[Dataset entries]
*** Block opens ***

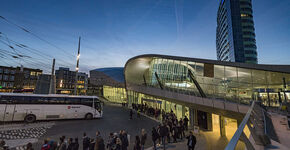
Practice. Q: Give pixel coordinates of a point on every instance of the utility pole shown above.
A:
(77, 68)
(52, 83)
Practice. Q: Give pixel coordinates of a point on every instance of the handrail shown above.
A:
(233, 142)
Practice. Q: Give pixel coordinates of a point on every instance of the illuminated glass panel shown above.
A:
(219, 72)
(244, 75)
(259, 76)
(199, 67)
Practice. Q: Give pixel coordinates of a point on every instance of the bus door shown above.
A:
(9, 112)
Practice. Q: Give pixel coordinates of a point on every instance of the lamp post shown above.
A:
(77, 67)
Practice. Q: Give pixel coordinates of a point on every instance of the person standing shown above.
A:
(70, 144)
(185, 121)
(124, 140)
(45, 145)
(191, 141)
(110, 141)
(163, 134)
(99, 145)
(131, 114)
(118, 144)
(29, 146)
(76, 144)
(92, 144)
(143, 138)
(62, 144)
(138, 113)
(154, 137)
(137, 145)
(86, 142)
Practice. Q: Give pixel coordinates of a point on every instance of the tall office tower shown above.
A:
(235, 32)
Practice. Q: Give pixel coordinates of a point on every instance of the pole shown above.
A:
(77, 68)
(51, 85)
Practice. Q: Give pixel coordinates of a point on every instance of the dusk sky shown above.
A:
(113, 31)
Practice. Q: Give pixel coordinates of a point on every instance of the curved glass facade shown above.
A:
(218, 81)
(235, 33)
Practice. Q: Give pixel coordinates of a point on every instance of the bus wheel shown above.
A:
(89, 116)
(30, 118)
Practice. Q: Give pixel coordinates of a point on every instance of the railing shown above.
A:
(255, 120)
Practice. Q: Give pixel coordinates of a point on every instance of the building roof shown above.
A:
(266, 67)
(117, 73)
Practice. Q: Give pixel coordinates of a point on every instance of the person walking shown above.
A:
(76, 144)
(70, 144)
(143, 138)
(138, 113)
(163, 134)
(92, 144)
(86, 141)
(118, 144)
(137, 145)
(124, 140)
(154, 136)
(99, 145)
(45, 145)
(191, 141)
(185, 121)
(61, 144)
(110, 141)
(131, 114)
(29, 146)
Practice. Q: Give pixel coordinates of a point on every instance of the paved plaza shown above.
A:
(115, 119)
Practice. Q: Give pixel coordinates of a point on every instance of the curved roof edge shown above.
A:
(274, 68)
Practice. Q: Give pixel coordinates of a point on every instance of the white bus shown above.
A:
(32, 107)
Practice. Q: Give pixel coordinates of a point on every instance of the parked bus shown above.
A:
(32, 107)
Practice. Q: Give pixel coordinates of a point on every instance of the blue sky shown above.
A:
(113, 31)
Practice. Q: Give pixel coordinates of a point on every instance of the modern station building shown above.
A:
(215, 95)
(108, 83)
(235, 32)
(65, 81)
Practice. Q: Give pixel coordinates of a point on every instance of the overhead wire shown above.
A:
(35, 35)
(42, 39)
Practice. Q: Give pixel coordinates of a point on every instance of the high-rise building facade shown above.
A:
(235, 33)
(65, 81)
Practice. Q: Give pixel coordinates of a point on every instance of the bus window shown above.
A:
(98, 106)
(87, 102)
(72, 100)
(4, 99)
(56, 100)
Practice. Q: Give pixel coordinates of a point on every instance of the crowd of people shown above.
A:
(171, 130)
(116, 141)
(144, 108)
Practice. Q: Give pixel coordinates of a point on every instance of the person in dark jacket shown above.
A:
(45, 145)
(143, 138)
(62, 144)
(185, 121)
(70, 145)
(174, 133)
(110, 141)
(100, 145)
(76, 144)
(118, 144)
(163, 133)
(29, 146)
(124, 140)
(191, 141)
(92, 144)
(86, 142)
(154, 137)
(137, 145)
(131, 114)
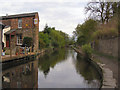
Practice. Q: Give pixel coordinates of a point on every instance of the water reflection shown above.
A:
(62, 68)
(50, 60)
(22, 76)
(66, 69)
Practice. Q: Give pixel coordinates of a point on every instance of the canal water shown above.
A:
(63, 68)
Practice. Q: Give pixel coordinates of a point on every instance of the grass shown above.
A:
(105, 55)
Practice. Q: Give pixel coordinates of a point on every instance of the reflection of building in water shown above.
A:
(23, 76)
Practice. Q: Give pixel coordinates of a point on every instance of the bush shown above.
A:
(27, 41)
(87, 50)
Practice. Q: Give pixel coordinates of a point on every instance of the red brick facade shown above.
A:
(29, 28)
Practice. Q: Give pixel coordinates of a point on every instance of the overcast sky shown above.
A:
(64, 15)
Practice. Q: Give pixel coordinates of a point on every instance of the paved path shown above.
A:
(110, 70)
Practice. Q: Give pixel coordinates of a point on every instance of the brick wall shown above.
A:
(108, 46)
(29, 29)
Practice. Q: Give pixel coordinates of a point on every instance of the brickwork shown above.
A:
(29, 29)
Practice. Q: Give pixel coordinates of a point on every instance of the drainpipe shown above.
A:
(10, 46)
(1, 29)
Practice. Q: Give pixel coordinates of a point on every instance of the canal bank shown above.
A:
(110, 70)
(8, 58)
(51, 71)
(108, 80)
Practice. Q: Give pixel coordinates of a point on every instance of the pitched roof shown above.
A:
(18, 15)
(10, 31)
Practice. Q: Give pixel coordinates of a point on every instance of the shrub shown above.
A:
(87, 50)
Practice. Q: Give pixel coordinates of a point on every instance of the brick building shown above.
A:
(20, 26)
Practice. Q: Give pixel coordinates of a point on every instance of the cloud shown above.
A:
(62, 14)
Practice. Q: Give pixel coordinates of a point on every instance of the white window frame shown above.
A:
(20, 23)
(19, 39)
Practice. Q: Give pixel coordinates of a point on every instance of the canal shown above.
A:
(63, 68)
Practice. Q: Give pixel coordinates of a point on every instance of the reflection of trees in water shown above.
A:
(86, 69)
(49, 60)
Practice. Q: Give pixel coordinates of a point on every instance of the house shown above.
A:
(20, 26)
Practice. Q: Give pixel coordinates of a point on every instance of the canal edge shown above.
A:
(108, 80)
(107, 75)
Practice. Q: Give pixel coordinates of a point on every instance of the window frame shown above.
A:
(20, 23)
(19, 39)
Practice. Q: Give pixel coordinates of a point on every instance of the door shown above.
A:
(7, 41)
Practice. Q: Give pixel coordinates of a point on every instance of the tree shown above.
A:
(84, 31)
(102, 10)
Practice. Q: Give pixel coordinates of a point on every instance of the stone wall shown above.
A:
(108, 46)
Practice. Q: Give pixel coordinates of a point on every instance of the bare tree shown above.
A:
(101, 10)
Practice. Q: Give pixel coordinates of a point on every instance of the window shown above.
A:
(19, 23)
(19, 39)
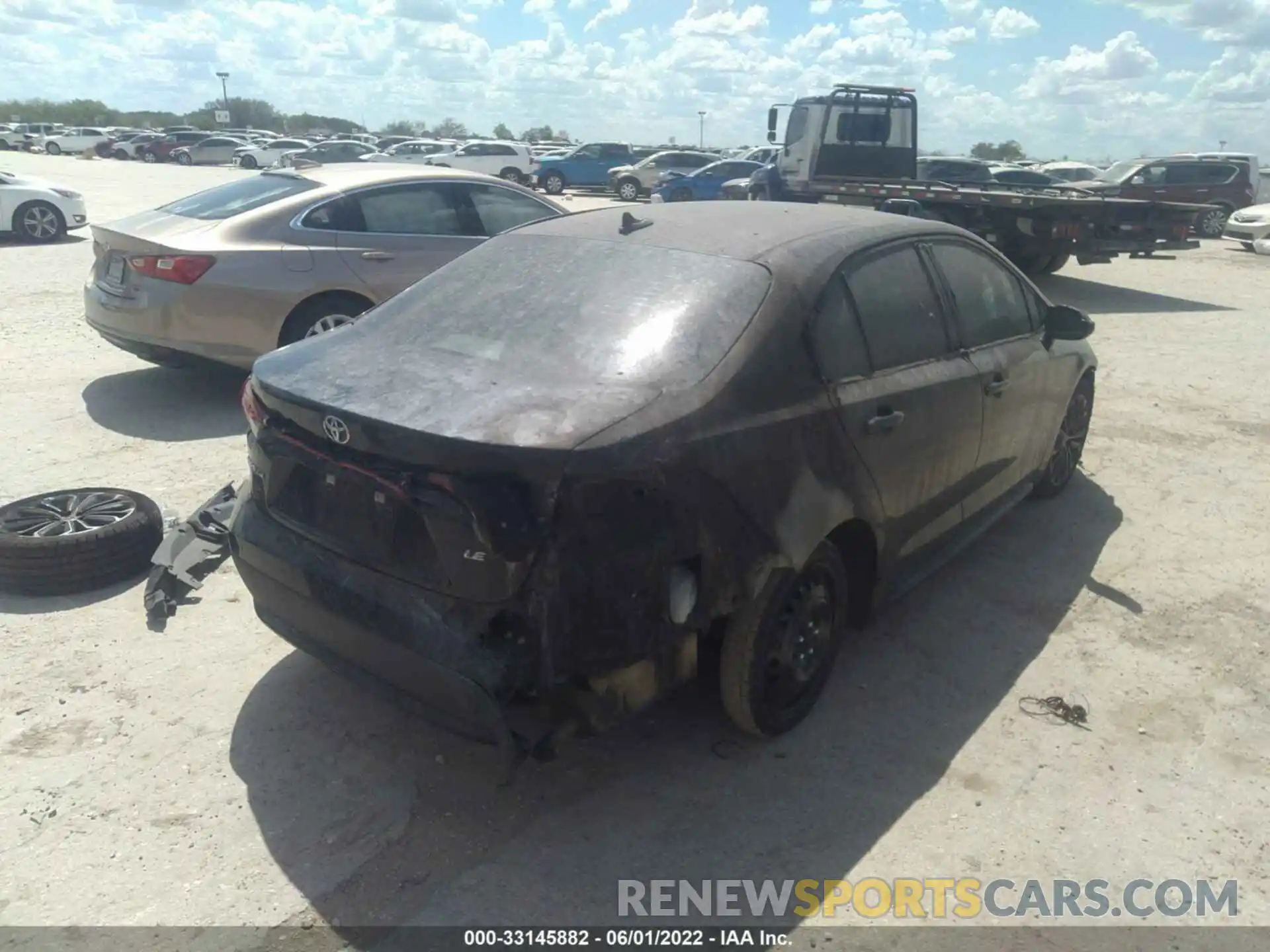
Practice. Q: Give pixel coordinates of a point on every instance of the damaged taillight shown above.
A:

*** Block closes ***

=== WHAT IS BEING ASKED ===
An exact copy is needed of the lines running from the one with "bare tree shown above." through the end of the data above, and of those lines only, without pictures.

=== YOUR RESPONSE ===
Practice. Q: Give pixel coordinates of a point on every instance of the bare tree shown above.
A:
(101, 10)
Practice. Q: Give pixel coordinates of a point on every instance of the window shown above.
A:
(19, 23)
(19, 39)
Practice. Q: Give pixel coordinates of a point on every instance of the damaged taillight shown above.
A:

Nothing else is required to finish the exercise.